Texte:
Le post Facebook du restaurant comme principale source
Le Figaro
n'est pas le seul à se fonder presque uniquement sur le post Facebook du restaurant. Il faut dire que celui-ci est particulièrement évocateur, avec un style qui pourrait être celui d'un professionnel de l'écrit. On ne sait d'ailleurs trop qui l'écrit, puisque le message manie à la fois le "nous"
et le "ils"
. On y lit que le chef est sorti de l'hôpital, "sans un mot".
Puis : "Sans plainte. Il a cuisiné. Pour faire ce qu'il aime faire: servir les autres, même dans un pays qui a cessé de mériter sa bonté".
Le Nouveau Détective, revue spécialisée dans la glose autour des faits divers, ne s'y trompe pas. Relatant un "saccage" qui n'a pas tout à fait eu lieu - le restaurant ayant pu ouvrir le jour-même - le média refait toute l'histoire en se fondant sur le témoignage unique du commerçant, "un récit [qui] fait frémir".
C'est le Point
qui surprend le plus. Pourquoi l'hebdomadaire se fend-il dès le samedi d'un article à quatre mains, signé de Géraldine Woessner, rédactrice en chef société, et Sandra Buisson, pour interviewer très longuement le restaurateur ? Comment l'hebdomadaire a-t-il obtenu ce témoignage alors que le commerçant assure dans son second post Facebook qu'il ne dira plus rien et qu'il n'a pas voulu répondre à la journaliste d'Ouest-France
?
Un ton complaisant, des erreurs... Où va "Le Point"
?
L'entretien du Point
démarre avec l'annonce d'une "agression ultraviolente", et l'image de jean ensanglanté publiée sur Facebook. Tout est à peu près entre guillemets, mais des erreurs se glissent : les baies vitrées n'ont pas été "brisées",
la trentaine d'individus n'auraient pas tous participé à l'agression, selon... le restaurateur lui-même dans ses propres réponses !

Données enregistrées:
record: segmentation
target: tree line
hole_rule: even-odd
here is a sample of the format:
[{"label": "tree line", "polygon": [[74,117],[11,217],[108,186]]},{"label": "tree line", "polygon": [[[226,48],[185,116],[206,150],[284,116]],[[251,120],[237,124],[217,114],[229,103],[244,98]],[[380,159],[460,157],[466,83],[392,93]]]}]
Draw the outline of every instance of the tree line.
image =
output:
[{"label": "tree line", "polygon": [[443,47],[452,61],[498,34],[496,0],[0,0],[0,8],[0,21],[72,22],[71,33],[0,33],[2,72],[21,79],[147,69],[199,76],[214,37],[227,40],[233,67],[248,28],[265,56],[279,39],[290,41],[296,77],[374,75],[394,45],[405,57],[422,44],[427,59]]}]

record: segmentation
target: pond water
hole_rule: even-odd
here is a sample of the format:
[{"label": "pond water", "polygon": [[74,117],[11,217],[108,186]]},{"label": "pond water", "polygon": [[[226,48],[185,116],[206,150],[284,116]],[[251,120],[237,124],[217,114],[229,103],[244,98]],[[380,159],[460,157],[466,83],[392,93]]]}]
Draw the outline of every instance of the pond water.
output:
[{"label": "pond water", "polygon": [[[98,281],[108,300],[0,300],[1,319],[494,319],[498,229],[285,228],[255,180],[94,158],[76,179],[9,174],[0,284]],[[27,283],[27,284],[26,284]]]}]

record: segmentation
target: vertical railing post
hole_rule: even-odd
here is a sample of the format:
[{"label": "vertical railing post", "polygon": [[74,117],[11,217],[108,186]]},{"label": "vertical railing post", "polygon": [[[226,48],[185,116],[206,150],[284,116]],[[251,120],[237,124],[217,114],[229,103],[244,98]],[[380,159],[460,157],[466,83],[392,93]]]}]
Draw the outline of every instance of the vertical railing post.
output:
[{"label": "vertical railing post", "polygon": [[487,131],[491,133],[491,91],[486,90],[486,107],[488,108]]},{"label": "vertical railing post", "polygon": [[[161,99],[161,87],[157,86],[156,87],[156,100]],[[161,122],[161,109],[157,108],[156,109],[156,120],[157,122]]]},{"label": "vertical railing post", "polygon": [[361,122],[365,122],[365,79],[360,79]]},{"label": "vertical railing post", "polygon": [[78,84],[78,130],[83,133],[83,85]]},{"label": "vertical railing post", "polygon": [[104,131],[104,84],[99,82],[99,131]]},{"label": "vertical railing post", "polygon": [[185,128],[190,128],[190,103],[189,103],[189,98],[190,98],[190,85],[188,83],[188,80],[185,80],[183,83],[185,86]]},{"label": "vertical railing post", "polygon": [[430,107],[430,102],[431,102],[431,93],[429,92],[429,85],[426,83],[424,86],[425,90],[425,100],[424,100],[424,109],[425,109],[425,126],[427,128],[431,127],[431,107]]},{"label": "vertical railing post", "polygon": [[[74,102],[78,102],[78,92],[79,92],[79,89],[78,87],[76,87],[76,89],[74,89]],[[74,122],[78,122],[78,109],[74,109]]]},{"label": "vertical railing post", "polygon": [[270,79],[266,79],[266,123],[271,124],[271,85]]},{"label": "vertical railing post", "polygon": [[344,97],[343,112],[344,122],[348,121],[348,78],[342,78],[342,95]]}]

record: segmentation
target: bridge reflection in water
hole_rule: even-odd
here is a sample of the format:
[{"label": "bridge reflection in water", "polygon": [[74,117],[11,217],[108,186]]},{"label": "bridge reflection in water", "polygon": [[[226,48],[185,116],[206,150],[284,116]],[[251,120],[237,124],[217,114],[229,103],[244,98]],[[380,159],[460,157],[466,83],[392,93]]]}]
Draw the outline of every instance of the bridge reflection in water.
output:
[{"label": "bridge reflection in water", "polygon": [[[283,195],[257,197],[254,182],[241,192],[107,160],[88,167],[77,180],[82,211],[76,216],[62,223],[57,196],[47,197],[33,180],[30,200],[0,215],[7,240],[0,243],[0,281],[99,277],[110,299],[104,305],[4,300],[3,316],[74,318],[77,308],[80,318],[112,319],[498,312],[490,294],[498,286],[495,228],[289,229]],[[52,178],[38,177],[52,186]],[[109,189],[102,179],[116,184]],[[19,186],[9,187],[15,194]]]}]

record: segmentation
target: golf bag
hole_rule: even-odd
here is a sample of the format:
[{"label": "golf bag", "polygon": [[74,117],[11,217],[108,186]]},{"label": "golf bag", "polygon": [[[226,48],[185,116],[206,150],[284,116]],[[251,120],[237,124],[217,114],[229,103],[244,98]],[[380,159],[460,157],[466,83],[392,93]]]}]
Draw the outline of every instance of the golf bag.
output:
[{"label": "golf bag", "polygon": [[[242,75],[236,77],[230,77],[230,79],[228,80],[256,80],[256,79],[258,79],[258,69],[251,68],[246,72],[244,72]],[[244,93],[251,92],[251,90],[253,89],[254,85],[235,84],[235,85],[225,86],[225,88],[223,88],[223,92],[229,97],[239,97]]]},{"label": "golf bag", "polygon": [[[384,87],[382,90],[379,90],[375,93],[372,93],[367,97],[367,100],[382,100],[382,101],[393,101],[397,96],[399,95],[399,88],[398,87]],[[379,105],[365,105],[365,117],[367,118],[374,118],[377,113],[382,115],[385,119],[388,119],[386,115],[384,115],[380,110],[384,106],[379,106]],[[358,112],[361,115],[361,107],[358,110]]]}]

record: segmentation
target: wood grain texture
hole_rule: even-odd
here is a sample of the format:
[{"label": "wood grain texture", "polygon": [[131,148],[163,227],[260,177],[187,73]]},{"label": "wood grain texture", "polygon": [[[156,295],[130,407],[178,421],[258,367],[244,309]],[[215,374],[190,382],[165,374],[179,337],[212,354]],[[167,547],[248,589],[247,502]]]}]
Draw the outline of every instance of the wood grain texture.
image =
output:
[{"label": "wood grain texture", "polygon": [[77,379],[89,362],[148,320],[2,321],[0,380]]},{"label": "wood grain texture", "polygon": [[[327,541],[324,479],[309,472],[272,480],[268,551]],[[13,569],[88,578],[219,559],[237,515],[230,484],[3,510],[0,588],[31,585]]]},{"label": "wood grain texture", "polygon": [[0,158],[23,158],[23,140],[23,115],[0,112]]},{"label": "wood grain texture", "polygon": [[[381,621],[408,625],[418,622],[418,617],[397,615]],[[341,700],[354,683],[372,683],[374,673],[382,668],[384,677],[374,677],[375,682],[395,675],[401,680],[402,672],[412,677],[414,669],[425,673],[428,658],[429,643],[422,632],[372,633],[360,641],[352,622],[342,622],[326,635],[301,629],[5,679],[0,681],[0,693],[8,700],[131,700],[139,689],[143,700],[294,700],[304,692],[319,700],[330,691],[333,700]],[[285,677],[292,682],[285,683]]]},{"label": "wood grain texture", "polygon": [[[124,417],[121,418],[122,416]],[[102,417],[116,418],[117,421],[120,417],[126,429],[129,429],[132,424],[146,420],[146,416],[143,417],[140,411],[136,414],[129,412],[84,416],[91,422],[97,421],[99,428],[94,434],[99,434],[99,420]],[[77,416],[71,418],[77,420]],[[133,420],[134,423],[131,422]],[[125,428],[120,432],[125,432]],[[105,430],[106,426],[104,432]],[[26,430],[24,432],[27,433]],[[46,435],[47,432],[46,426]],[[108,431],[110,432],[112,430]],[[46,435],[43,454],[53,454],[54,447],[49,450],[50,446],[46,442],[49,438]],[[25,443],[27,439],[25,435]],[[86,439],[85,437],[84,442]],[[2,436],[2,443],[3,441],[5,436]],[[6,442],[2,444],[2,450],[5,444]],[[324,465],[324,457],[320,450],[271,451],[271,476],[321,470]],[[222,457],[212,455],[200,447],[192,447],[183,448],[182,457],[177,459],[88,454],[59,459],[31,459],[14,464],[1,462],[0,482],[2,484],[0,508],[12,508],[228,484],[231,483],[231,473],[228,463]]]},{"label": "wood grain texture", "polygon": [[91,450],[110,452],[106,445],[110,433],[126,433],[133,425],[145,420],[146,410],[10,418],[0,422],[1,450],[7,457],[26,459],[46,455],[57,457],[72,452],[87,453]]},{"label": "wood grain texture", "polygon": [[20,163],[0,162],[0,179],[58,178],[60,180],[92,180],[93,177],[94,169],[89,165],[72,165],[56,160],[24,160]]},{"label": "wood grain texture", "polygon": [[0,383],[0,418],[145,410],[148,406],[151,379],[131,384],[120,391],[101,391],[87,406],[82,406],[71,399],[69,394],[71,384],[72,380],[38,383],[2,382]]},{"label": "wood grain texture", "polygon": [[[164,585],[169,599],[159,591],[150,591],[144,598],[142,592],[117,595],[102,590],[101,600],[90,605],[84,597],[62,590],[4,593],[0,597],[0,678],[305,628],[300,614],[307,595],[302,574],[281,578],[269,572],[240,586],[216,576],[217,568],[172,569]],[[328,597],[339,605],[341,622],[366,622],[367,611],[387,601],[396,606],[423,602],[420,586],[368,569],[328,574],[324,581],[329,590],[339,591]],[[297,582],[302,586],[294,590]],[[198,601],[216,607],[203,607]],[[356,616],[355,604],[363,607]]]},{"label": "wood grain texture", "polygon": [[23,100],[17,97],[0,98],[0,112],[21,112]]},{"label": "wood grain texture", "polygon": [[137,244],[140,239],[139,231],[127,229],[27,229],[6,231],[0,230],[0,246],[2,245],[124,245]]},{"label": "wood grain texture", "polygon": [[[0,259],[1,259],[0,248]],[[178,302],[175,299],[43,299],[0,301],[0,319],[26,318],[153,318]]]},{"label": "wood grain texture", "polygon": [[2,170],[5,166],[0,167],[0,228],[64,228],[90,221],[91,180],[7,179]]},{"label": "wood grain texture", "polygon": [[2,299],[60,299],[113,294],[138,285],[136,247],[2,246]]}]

Énoncé:
Recopiez intégralement le texte sur le traitement médiatique du restaurant, sans en modifier un seul mot.

Réponse complète:
Le post Facebook du restaurant comme principale source
Le Figaro
n'est pas le seul à se fonder presque uniquement sur le post Facebook du restaurant. Il faut dire que celui-ci est particulièrement évocateur, avec un style qui pourrait être celui d'un professionnel de l'écrit. On ne sait d'ailleurs trop qui l'écrit, puisque le message manie à la fois le "nous"
et le "ils"
. On y lit que le chef est sorti de l'hôpital, "sans un mot".
Puis : "Sans plainte. Il a cuisiné. Pour faire ce qu'il aime faire: servir les autres, même dans un pays qui a cessé de mériter sa bonté".
Le Nouveau Détective, revue spécialisée dans la glose autour des faits divers, ne s'y trompe pas. Relatant un "saccage" qui n'a pas tout à fait eu lieu - le restaurant ayant pu ouvrir le jour-même - le média refait toute l'histoire en se fondant sur le témoignage unique du commerçant, "un récit [qui] fait frémir".
C'est le Point
qui surprend le plus. Pourquoi l'hebdomadaire se fend-il dès le samedi d'un article à quatre mains, signé de Géraldine Woessner, rédactrice en chef société, et Sandra Buisson, pour interviewer très longuement le restaurateur ? Comment l'hebdomadaire a-t-il obtenu ce témoignage alors que le commerçant assure dans son second post Facebook qu'il ne dira plus rien et qu'il n'a pas voulu répondre à la journaliste d'Ouest-France
?
Un ton complaisant, des erreurs... Où va "Le Point"
?
L'entretien du Point
démarre avec l'annonce d'une "agression ultraviolente", et l'image de jean ensanglanté publiée sur Facebook. Tout est à peu près entre guillemets, mais des erreurs se glissent : les baies vitrées n'ont pas été "brisées",
la trentaine d'individus n'auraient pas tous participé à l'agression, selon... le restaurateur lui-même dans ses propres réponses !